* _Problem details_: Take the entries below and print only the lines from the one with "point(215, 323)" through the one with "point(651, 288)", exactly as they stand, both ends included.

* _Data records_:
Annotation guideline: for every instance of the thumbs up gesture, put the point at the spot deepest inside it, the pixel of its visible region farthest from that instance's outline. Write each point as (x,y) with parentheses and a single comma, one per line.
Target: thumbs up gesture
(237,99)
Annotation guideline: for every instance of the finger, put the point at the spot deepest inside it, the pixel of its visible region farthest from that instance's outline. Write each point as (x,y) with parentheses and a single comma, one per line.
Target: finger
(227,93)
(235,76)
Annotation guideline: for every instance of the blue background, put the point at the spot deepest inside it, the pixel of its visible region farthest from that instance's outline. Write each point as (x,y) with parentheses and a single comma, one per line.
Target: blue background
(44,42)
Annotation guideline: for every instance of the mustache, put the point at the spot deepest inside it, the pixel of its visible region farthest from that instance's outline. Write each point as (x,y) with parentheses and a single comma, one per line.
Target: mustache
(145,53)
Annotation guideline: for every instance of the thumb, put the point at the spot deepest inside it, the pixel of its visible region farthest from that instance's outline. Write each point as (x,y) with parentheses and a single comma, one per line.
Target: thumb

--

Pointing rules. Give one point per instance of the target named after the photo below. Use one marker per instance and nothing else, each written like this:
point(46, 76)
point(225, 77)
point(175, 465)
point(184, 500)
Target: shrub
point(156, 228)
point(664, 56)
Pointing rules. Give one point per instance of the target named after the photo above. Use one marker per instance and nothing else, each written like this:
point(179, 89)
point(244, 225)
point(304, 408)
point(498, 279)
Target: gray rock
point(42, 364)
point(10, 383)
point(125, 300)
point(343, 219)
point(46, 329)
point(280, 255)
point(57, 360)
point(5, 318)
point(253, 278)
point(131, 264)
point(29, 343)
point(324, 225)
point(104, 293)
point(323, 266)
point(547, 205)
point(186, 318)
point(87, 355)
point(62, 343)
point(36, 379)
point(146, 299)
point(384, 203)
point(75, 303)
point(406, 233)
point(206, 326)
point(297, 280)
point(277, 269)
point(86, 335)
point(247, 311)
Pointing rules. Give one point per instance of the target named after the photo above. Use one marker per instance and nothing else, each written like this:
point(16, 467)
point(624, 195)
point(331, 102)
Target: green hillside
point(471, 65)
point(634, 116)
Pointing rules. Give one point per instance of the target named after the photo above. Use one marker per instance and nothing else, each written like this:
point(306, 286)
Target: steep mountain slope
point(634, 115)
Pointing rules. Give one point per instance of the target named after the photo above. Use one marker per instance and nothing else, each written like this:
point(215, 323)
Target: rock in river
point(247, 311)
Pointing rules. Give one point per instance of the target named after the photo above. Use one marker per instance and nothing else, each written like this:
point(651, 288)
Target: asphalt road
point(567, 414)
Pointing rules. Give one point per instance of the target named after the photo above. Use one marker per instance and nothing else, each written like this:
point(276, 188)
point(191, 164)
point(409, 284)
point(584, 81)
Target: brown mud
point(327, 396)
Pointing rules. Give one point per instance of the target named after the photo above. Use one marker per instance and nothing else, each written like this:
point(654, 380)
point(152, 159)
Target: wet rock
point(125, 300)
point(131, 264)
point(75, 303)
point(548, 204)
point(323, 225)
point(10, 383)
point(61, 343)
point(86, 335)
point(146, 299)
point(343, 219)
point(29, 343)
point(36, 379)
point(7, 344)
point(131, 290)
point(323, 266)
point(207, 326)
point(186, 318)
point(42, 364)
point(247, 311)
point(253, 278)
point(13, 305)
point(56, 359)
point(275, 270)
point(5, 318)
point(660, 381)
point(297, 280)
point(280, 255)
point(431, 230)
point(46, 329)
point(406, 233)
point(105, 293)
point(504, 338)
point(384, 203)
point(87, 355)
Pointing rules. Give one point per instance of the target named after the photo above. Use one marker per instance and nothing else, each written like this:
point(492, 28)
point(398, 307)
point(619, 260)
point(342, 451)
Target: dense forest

* _Answer to the problem_:
point(215, 323)
Target: rock in river
point(247, 311)
Pointing rules. Give one point per instance of the target named after the photo above. Use one marker per instance and nothing else, each written like this:
point(651, 288)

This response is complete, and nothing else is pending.